THE EXERCISE
Reproduce the data below line for line, with no changes to any character.

==== MATERIAL FOR THIS TASK ====

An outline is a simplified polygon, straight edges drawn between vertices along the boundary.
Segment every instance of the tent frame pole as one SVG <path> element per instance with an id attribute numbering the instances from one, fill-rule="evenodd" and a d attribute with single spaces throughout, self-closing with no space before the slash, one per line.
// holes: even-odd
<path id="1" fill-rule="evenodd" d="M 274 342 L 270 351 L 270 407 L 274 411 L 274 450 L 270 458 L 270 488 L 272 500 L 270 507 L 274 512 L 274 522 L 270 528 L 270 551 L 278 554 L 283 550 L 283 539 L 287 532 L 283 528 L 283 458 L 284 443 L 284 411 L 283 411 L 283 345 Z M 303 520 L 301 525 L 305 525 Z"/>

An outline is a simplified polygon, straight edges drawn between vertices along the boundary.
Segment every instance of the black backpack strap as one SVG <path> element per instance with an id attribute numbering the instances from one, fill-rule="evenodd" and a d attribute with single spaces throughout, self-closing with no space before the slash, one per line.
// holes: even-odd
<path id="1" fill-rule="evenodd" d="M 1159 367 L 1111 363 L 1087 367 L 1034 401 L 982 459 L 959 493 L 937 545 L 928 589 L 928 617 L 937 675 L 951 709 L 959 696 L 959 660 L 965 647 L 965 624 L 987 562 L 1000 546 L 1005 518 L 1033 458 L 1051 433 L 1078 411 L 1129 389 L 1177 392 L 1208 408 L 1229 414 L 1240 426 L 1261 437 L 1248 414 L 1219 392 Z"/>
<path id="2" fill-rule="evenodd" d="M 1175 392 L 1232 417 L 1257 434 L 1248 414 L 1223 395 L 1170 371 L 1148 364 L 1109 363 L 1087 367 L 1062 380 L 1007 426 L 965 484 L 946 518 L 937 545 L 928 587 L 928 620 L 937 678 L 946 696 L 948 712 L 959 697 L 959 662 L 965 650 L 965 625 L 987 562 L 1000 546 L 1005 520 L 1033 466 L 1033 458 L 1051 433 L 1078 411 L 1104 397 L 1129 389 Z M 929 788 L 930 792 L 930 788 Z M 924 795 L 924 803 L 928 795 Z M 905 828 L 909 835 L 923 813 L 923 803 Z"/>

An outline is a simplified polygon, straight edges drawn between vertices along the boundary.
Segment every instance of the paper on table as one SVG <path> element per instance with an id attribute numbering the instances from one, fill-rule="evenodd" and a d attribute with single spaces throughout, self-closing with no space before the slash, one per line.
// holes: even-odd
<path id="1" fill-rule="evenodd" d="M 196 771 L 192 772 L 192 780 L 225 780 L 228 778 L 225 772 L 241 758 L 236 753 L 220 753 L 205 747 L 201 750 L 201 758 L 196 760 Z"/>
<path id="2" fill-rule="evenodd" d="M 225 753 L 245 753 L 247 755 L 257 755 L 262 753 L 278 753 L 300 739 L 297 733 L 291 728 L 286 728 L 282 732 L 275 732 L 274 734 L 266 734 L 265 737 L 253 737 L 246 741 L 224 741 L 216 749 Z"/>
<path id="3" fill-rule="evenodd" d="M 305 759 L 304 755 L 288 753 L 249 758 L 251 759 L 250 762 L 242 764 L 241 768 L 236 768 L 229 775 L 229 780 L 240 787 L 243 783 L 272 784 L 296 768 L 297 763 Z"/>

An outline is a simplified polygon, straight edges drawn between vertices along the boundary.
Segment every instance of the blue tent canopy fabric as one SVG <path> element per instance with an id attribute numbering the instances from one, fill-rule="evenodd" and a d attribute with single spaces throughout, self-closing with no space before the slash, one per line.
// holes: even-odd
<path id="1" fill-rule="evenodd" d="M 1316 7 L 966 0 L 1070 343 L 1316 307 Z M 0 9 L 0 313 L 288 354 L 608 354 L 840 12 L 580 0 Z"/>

====

SOLUTION
An outline is a simplified polygon, straight edges drawn between vertices along the boundary.
Segment every instance of the tent frame pole as one SVG <path> element per instance with an id attribute numbering the instances from one, fill-rule="evenodd" and a d attribute with single spaces throughout, self-closing with no space before the slash, one per line.
// holes: even-odd
<path id="1" fill-rule="evenodd" d="M 274 342 L 270 351 L 270 407 L 274 411 L 274 450 L 270 458 L 270 488 L 272 500 L 270 507 L 274 512 L 274 522 L 270 528 L 270 551 L 278 554 L 283 550 L 283 539 L 287 532 L 283 528 L 283 458 L 284 443 L 284 411 L 283 411 L 283 345 Z M 303 520 L 301 525 L 305 525 Z"/>

An outline is a simplified polygon, straight edges drawn between vertices along the boundary.
Segment every instance of the black backpack strap as one SVG <path> element per instance with an id attribute numbering the instances from one, fill-rule="evenodd" and a d attribute with single spaces throughout, self-closing with no space before the slash, one per line.
// holes: even-odd
<path id="1" fill-rule="evenodd" d="M 1159 367 L 1111 363 L 1087 367 L 1034 401 L 982 459 L 959 493 L 937 545 L 928 589 L 928 617 L 937 675 L 951 709 L 959 696 L 959 660 L 965 647 L 965 624 L 987 562 L 1000 546 L 1005 518 L 1033 458 L 1051 433 L 1078 411 L 1129 389 L 1177 392 L 1208 408 L 1229 414 L 1240 426 L 1261 437 L 1248 414 L 1219 392 Z"/>
<path id="2" fill-rule="evenodd" d="M 1175 392 L 1232 417 L 1257 434 L 1248 414 L 1223 395 L 1170 371 L 1148 364 L 1109 363 L 1087 367 L 1062 380 L 1007 426 L 965 484 L 946 518 L 937 545 L 928 587 L 928 620 L 937 678 L 946 696 L 948 712 L 959 697 L 959 662 L 965 650 L 965 625 L 987 562 L 1000 546 L 1005 520 L 1033 466 L 1033 458 L 1051 433 L 1078 411 L 1104 397 L 1129 389 Z M 929 788 L 930 792 L 930 788 Z M 924 795 L 924 803 L 928 795 Z M 905 828 L 909 835 L 923 813 L 923 803 Z"/>

An outline is a simplified polygon, straight edges drawn between vertices along the boundary.
Segment every instance of the paper on table as one SVG <path> element per instance with an id attribute numbering the instances from one, fill-rule="evenodd" and a d attribute with single spaces throughout, self-closing with no space before the slash, one per line.
// holes: even-odd
<path id="1" fill-rule="evenodd" d="M 196 771 L 192 772 L 192 780 L 225 780 L 228 778 L 225 772 L 241 758 L 236 753 L 220 753 L 205 747 L 201 750 L 201 758 L 196 760 Z"/>
<path id="2" fill-rule="evenodd" d="M 225 753 L 245 753 L 247 755 L 257 755 L 262 753 L 278 753 L 300 739 L 297 733 L 291 728 L 286 728 L 282 732 L 275 732 L 274 734 L 266 734 L 265 737 L 253 737 L 246 741 L 224 741 L 216 749 Z"/>
<path id="3" fill-rule="evenodd" d="M 305 759 L 304 755 L 288 753 L 249 758 L 251 759 L 250 762 L 242 764 L 241 768 L 236 768 L 229 775 L 229 780 L 240 787 L 243 783 L 272 784 L 296 768 L 297 763 Z"/>

An outline is a simplified polygon, straight edges drawn between vertices along the boundary.
Segment every instance of the blue tent canopy fabric as one SVG <path> element per instance with an id attribute numbering the instances from one, fill-rule="evenodd" and a d attribute with single spaces throughout, self-closing with no space before the slash, one per line.
// holes: even-odd
<path id="1" fill-rule="evenodd" d="M 1316 7 L 966 0 L 1070 343 L 1316 307 Z M 0 9 L 0 313 L 288 354 L 608 354 L 840 12 L 580 0 Z"/>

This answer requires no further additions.